• **Aim of the exercise**: Collect every line in the material below that contains the string "petal". Case counts, so a line matches only if the letters' case is the same.
BEGIN Raw data
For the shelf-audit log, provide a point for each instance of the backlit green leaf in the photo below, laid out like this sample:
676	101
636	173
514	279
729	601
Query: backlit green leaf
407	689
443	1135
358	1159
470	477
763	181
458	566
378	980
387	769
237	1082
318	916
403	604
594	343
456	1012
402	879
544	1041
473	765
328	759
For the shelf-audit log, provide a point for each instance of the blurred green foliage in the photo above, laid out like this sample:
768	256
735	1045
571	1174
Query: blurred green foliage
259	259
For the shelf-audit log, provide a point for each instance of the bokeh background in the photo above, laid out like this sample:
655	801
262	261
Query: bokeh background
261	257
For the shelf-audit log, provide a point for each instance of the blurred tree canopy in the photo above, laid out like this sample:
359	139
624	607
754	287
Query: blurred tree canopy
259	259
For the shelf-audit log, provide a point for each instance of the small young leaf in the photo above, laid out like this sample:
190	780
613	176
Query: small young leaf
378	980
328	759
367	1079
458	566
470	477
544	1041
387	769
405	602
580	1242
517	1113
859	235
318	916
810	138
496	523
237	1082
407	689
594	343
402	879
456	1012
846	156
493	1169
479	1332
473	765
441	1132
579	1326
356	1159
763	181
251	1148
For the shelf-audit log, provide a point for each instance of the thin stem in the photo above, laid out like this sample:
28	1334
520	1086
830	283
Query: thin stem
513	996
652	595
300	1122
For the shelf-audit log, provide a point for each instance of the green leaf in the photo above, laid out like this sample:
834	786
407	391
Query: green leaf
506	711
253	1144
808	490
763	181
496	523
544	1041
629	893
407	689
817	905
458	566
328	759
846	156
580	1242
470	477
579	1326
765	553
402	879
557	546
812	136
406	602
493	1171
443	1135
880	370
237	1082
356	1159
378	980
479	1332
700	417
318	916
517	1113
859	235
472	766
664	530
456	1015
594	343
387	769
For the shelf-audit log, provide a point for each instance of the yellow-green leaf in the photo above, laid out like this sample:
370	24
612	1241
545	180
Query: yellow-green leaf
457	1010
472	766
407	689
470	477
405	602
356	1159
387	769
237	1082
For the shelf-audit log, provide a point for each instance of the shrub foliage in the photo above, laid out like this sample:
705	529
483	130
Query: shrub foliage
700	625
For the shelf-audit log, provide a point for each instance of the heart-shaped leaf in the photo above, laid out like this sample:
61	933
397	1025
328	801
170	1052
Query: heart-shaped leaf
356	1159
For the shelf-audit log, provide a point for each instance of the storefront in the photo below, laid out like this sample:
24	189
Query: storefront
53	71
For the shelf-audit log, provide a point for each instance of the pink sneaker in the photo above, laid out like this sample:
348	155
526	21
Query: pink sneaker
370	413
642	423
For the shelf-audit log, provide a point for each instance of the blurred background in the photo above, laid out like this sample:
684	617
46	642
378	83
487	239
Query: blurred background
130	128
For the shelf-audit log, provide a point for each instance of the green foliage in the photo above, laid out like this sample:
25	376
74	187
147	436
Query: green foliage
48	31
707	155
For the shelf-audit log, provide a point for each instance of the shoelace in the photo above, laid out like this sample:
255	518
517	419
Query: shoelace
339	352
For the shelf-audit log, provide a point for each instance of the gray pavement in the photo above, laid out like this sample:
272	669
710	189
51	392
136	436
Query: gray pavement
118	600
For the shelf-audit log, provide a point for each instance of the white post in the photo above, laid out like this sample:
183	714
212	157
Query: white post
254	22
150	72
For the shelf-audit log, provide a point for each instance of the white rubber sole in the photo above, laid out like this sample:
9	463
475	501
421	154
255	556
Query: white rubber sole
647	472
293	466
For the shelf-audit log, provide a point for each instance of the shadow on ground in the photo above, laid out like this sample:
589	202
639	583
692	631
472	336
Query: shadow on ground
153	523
END Raw data
BEGIN Raw data
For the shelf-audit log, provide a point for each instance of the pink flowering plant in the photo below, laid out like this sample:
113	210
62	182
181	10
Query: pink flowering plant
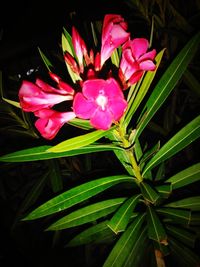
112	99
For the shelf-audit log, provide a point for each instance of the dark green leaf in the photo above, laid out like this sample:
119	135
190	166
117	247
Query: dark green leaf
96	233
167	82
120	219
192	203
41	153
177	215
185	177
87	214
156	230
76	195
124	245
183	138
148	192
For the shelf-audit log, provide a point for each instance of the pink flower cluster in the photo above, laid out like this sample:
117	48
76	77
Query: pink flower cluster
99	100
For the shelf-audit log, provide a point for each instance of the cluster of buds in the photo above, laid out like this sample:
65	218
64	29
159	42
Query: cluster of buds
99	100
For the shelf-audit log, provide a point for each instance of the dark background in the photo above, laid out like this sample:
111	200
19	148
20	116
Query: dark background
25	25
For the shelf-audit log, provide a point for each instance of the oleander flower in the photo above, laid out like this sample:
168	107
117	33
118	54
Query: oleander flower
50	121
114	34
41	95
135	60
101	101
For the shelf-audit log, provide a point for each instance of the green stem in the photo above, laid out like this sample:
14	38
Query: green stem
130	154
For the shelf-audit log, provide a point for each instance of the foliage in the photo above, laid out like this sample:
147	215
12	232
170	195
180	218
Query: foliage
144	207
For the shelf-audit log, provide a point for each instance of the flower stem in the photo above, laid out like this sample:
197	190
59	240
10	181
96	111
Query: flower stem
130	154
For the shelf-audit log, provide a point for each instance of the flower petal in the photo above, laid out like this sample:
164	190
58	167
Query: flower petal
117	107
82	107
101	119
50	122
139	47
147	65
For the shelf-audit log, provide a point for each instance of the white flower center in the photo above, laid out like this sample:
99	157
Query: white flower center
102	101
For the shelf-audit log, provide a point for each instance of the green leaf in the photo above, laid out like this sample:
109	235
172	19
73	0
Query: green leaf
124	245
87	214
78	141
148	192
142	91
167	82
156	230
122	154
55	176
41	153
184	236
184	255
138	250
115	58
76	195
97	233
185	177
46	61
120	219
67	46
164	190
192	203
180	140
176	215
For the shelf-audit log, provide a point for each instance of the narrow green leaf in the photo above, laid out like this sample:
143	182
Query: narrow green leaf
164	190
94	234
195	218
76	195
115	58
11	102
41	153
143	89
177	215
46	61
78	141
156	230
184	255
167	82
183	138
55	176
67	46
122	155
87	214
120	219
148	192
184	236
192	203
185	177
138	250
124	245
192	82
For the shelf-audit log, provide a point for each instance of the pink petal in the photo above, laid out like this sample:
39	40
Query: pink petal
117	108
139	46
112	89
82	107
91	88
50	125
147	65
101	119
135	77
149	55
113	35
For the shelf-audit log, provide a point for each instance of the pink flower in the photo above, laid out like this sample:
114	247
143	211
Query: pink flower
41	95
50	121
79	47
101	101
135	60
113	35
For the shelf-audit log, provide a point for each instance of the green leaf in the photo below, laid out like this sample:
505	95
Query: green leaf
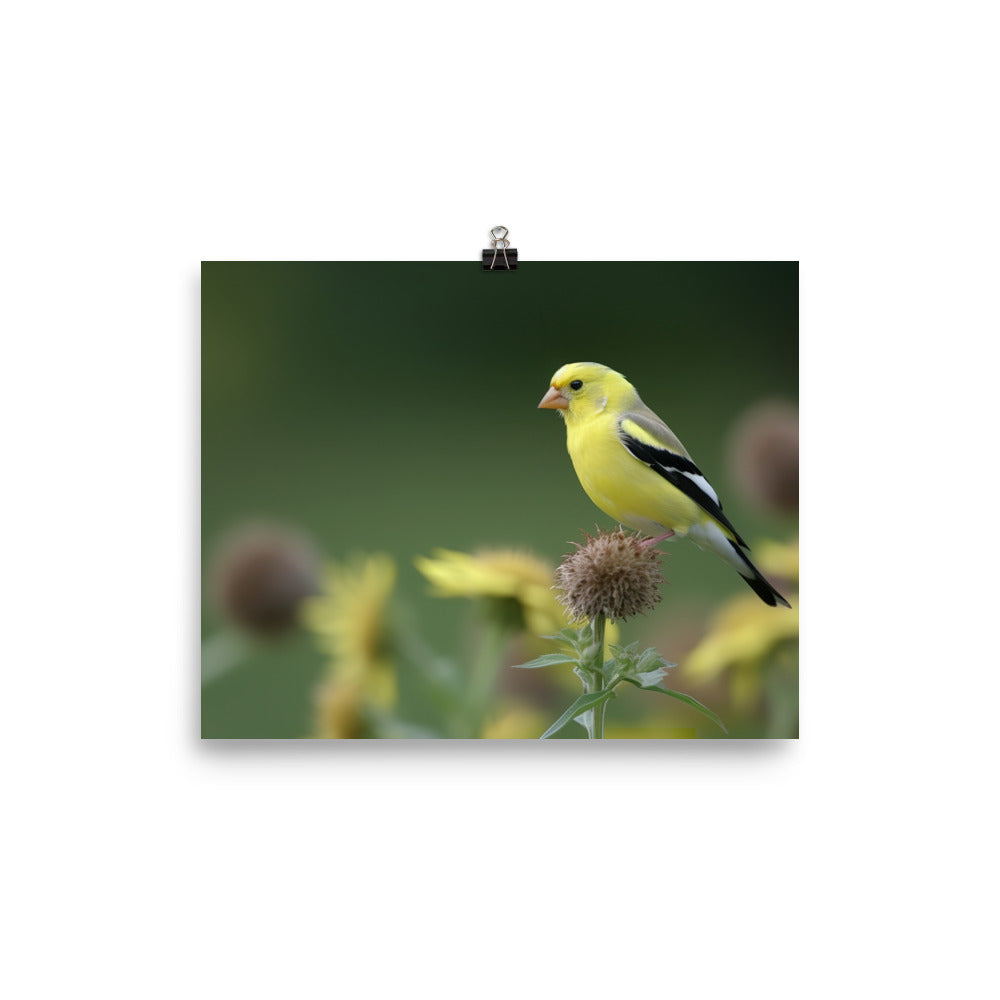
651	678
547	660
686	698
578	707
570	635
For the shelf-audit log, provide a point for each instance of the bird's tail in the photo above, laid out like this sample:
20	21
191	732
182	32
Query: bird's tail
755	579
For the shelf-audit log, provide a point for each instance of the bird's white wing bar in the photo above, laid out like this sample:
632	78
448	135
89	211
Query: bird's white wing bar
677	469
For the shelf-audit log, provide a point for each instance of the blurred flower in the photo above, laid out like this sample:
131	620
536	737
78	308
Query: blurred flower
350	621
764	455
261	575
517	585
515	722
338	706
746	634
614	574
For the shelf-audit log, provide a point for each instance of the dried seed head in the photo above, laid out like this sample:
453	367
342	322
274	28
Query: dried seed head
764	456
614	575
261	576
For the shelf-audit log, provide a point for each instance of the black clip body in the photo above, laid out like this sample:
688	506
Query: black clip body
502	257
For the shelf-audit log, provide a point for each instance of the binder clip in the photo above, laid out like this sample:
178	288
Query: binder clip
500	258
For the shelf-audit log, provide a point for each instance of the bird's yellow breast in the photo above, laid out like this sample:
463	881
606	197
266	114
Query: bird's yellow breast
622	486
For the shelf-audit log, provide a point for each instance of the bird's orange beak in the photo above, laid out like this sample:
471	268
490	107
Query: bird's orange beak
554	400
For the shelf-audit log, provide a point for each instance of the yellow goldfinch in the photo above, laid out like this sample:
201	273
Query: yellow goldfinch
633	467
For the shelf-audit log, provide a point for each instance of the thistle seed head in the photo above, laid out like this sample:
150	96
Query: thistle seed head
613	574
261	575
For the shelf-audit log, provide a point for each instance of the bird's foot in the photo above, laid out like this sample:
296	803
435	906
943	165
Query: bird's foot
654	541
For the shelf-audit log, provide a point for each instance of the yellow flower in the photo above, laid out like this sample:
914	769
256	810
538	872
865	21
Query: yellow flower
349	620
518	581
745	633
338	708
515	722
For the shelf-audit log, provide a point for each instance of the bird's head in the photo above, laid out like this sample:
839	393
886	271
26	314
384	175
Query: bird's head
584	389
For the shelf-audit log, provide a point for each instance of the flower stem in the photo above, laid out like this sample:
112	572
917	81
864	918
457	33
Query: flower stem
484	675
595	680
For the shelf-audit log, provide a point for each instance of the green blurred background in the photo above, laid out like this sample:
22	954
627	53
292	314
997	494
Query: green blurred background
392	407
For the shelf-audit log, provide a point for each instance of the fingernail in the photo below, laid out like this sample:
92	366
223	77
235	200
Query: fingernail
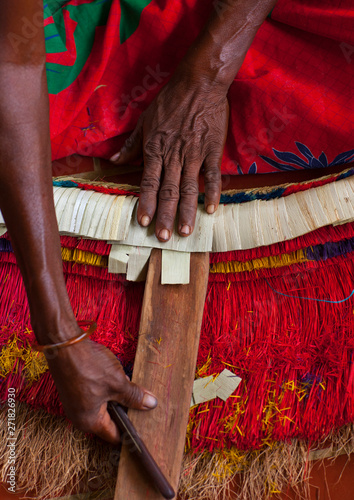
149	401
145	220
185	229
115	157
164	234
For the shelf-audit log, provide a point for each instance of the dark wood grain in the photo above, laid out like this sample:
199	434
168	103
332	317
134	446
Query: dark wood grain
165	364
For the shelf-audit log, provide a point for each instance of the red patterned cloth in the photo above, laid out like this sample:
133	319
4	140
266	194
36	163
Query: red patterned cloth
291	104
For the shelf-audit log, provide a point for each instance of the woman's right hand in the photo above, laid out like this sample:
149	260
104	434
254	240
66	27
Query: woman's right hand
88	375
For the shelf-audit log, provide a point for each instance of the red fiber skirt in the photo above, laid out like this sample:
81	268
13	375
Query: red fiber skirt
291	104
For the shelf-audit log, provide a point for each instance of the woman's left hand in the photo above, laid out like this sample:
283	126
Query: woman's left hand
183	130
END Raw data
BEGIN Raw data
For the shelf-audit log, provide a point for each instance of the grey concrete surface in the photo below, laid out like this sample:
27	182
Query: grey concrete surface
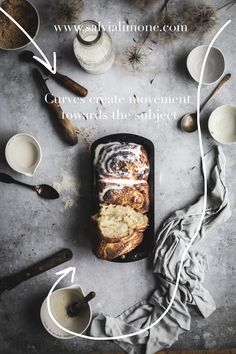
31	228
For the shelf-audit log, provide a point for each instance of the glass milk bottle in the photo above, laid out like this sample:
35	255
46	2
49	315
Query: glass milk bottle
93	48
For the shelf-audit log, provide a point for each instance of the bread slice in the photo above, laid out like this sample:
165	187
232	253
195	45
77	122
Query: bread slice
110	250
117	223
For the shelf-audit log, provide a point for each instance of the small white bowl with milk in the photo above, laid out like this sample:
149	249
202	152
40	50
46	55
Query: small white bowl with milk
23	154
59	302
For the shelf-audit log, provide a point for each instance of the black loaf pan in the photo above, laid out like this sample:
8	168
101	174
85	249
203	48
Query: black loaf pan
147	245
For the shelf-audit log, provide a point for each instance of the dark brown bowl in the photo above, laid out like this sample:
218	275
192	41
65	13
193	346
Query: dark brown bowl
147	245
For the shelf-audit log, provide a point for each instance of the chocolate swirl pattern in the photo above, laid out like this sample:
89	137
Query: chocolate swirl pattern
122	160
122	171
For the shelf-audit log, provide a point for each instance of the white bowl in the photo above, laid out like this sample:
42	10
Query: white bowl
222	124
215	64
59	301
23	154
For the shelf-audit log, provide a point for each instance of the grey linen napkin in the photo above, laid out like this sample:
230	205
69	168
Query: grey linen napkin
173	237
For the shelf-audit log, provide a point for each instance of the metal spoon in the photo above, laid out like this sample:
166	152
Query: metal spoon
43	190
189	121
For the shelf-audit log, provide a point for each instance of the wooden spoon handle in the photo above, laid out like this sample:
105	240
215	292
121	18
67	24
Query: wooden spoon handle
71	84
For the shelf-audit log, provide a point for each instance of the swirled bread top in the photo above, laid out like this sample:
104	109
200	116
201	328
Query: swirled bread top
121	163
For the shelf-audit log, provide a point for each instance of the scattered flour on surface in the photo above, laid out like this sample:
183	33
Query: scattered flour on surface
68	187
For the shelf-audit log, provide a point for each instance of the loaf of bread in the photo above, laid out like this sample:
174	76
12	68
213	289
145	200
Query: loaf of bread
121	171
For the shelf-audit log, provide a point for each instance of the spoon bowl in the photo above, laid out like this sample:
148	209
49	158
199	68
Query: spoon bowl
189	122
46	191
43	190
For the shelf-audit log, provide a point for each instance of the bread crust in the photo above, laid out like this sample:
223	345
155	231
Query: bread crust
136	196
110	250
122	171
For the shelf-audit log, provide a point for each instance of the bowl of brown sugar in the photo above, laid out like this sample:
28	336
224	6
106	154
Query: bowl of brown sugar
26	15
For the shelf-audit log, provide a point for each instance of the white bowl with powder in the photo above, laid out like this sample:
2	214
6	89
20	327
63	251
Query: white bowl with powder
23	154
END Raw data
• **The answer**:
For the shelf-audit log, provide a point for each instance of the flower petal in the photo above, laid out like this sample:
Query: flower petal
For the shelf-audit log, provide a point for each instance of the pink petal in the photo above, laid out like this sample:
Query: pink petal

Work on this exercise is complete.